Table of Contents

1. Introduction

Curiosity often leads to some of the most interesting projects. After reading about PEP 514 in the Astral UV documentation, I discovered that Python installations on Windows are registered in the Windows Registry. Intrigued, I tried the sample code from PEP 514, only to find it lacking. This post documents my journey to build a more robust, flexible Python script for reading Windows Registry values. I hope this will be useful to others.

Windows RegEdit Application showing Python user entries

2. Background: What is the Windows Registry?

The Windows Registry is a hierarchical database that stores configuration settings and options for the operating system and installed applications in the form of Name:Value pairs. For Python developers, it’s especially relevant because Python installations are registered here (as per PEP 514), making it possible to discover and manage multiple Python versions programmatically.

Structure of the Windows Registry

The Windows Registry is similar to a file system. The top-level nodes (hives) are known as root-keys, and each top-level root-key contains subkeys (like folders) and values (like files). The Windows Registry is not case-sensitive.

  graph TD
    A[HKEY_CLASSES_ROOT]
    B[HKEY_CURRENT_USER]
    C[HKEY_LOCAL_MACHINE]
    D[HKEY_USERS]
    E[HKEY_CURRENT_CONFIG]
    F[Subkeys & Values]

    A --> F
    B --> F
    C --> F
    D --> F
    E --> F
Root Key Purpose
HKEY_CLASSES_ROOT Stores information about registered applications, file associations, and COM objects.
HKEY_CURRENT_USER Contains settings and preferences for the currently logged-in user.
HKEY_LOCAL_MACHINE Holds configuration data for the local computer, including hardware and software.
HKEY_USERS Contains user-specific configuration for all users on the system.
HKEY_CURRENT_CONFIG Stores information about the current hardware profile used at system startup.

A path is made from a root key, keys, subkeys, and values. For example:

Hive (root key): HKEY_CURRENT_USER  
└── Key: Software  
    └── Subkey: Python  
        └── Subkey: Astral  
            └── Subkey: CPython3.13.5  
                └── Value: InstallPath
  • A key (or subkey) is like a folder—it can contain additional subkeys and values.
    • CPython3.13.5 is a subkey. It can contain more subkeys (like InstallPath) and/or values (like Default, ExecutablePath, etc.).

▬▬▬

Things to do:
**A)** Return the portion of the Windows Registry article from "HKEY_CURRENT_USER Contains settings" up to and including "hardware and software.", copied word for word.
**B)** List every root key of the Windows Registry that the Windows Registry article names.
The records that follow have no connection to the Windows Registry article.

Data for analysis:

▬▬▬

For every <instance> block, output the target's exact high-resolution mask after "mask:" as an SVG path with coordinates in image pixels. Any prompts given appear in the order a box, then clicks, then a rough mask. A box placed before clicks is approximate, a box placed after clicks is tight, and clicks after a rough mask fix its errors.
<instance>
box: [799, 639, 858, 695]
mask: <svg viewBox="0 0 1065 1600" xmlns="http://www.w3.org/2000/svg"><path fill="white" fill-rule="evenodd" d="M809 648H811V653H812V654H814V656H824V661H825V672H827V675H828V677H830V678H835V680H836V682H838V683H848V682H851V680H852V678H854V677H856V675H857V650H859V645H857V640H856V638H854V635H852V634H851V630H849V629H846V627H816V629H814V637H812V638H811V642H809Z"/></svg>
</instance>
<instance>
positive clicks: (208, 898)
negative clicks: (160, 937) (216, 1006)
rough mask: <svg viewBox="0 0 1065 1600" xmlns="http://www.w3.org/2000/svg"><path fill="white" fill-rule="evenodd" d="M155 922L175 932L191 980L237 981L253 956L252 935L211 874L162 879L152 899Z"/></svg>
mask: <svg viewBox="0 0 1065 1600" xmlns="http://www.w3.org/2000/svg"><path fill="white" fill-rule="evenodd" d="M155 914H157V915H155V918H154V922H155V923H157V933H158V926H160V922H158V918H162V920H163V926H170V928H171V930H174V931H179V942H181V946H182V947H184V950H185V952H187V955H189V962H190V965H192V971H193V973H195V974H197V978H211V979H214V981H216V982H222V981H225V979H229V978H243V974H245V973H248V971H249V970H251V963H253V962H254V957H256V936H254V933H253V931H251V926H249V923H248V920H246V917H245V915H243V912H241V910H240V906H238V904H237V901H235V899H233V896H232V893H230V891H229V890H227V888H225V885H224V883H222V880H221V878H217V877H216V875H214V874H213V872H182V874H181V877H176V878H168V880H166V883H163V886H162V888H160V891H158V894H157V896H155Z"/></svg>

▬▬▬

Exercise results:
**A)**
HKEY_CURRENT_USER Contains settings and preferences for the currently logged-in user.
HKEY_LOCAL_MACHINE Holds configuration data for the local computer, including hardware and software.

**B)**
HKEY_CLASSES_ROOT
HKEY_CURRENT_USER
HKEY_LOCAL_MACHINE
HKEY_USERS
HKEY_CURRENT_CONFIG